### OBJETIVO DEL EJERCICIO
Continúa el texto sobre la crítica de la música de cine a partir de su última oración.

### TEXTO PROPORCIONADO
::::::

Las ficciones que componen la interpretación a mano de la música cinematográfica contemporánea tienden a revelar una característica común: la carencia total de un sustrato crítico que postule una teoría de fondo convergente. Siempre actúan de forma insidiosa y vulgar las diletancias características del cinéfago que no discrimina, que nada sabe en realidad y que ha llegado en virtud de su mascarada a estar en posición de decir algo sobre este género inconstante y promiscuo. La orfandad constitutiva de la música de cine es la causa de que estos agravios sigan siendo ampliamente tolerados. El hecho de que siga circulando bajo el fastidioso rubro de arte invisible permite que pueda decirse casi cualquier cosa sobre ella, siempre y cuando los interlocutores sean lo suficientemente ignorantes. Ahora bien, ha llegado un momento en que no resulta tan fácil ejercer la opinión sin salir escaldado, al menos frente a un auditorio competente: pocas cosas tolera menos una audiencia informada que una perorata trasnochada llena de tópicos.

::::::

Registros del conjunto de datos:
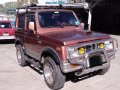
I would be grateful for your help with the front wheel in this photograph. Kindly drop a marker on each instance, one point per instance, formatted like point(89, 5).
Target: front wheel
point(53, 76)
point(20, 56)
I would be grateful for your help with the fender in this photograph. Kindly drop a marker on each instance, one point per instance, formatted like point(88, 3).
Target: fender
point(48, 51)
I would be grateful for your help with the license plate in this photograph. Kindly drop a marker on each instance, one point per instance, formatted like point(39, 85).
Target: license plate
point(95, 61)
point(5, 34)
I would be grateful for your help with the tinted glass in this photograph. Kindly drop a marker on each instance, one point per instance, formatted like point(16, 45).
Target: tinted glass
point(30, 18)
point(55, 19)
point(5, 25)
point(21, 21)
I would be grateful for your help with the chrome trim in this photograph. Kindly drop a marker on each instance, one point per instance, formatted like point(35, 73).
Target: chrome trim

::::::

### RESULTADO DEL EJERCICIO
Pero creo exagerar: si la música de cine aparece en la conversación es porque no hay otra forma de salvar el barco, y eso en sí es toda una evidencia. La música de cine es el convidado de piedra de reuniones en donde prima todo menos el buen gusto: con esto no quiero contribuir al errático discurso reaccionario de que “la buena música de cine es aquella que no se oye”... Franz Waxman respondería “si no se oye, ¿cómo sabemos que es buena?”. Buen revés, al menos para tres décadas de incondicionales proscritos: si la cuestión es la música per se, ¿qué hacemos aquí hablando de música cinematográfica? ¿Nos estaremos volviendo insolidarios o acaso todo sea una cuestión de molicie intelectual? He aquí el quid de la cuestión, el fondo de todos los temas: ¿han de ser musicales los principios operativos de la música de cine? Y, de ser así, ¿a qué se debe tal asunción?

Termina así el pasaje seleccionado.